REQUIRED WORK: Repeat the data verbatim, beginning at the line that contains "Annotate the pheasant" and stopping after the line that contains "<point>448,294</point>".

EXTRACTED INFORMATION:
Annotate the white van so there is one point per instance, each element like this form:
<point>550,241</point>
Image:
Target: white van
* * *
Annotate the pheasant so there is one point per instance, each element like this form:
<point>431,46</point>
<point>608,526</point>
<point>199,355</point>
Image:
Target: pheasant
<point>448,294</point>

FINISHED ANSWER:
Annotate the pheasant so there is one point per instance, each element like this form:
<point>431,46</point>
<point>608,526</point>
<point>199,355</point>
Image:
Target: pheasant
<point>448,294</point>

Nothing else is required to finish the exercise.